Tâches à réaliser:
(A) Traduisez en anglais cette phrase de l'extrait du débat sur les amendements : « Nous voulons élargir la protection prévue par le texte aux 20 000 personnels des prestataires de santé à domicile (Psad). »
(B) Répondez aux questions suivantes d'après l'extrait du débat sur les amendements :
(i) Quel numéro porte l'amendement de Mme Imbert ?
(ii) Combien de personnels des prestataires de santé à domicile Mme Aeschlimann veut-elle inclure dans la protection ?
(iii) Selon Mme Jacquemet, où interviennent les professionnels qu'il ne faut pas oublier ?

Texte fourni:
┄┄┄┄┄┄┄┄┄┄

Mme la présidente. - Amendement identique n°32 rectifié bis de Mme Imbert.
Mme Corinne Imbert. - Défendu.
Mme la présidente. - Amendement n°1 rectifié octies de Mme Aeschlimann et alii.
Mme Marie-Do Aeschlimann. - Nous voulons élargir la protection prévue par le texte aux 20 000 personnels des prestataires de santé à domicile (Psad). Ils seront de plus en plus nombreux sous l'effet du vieillissement de la population, et leur isolement aggrave leur vulnérabilité.
Mme la présidente. - Amendement identique n°4 rectifié octies de Mme Jacquemet et alii.
Mme Annick Jacquemet. - Il s'agit en effet de ne pas oublier les professionnels intervenant au domicile des patients, qui subissent des violences nombreuses. Leur appréhension est d'autant plus forte qu'ils interviennent de manière isolée et que le patient ou son accompagnant peut se sentir en position de force, étant à son domicile.

┄┄┄┄┄┄┄┄┄┄

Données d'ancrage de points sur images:
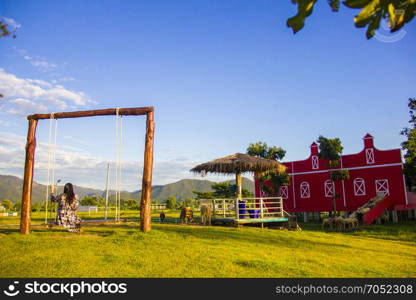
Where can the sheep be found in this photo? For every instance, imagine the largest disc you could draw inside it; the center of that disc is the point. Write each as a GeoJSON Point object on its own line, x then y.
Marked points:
{"type": "Point", "coordinates": [328, 222]}
{"type": "Point", "coordinates": [187, 215]}
{"type": "Point", "coordinates": [350, 223]}
{"type": "Point", "coordinates": [206, 214]}
{"type": "Point", "coordinates": [339, 224]}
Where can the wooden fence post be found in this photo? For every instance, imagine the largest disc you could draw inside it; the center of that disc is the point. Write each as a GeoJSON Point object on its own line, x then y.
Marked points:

┄┄┄┄┄┄┄┄┄┄

Réponses dans l'ordre:
(A) We want to extend the protection provided for by the text to the 20,000 staff of home healthcare providers (Psad).

(B)
(i) L'amendement n°32 rectifié bis.
(ii) 20 000 personnels.
(iii) Au domicile des patients.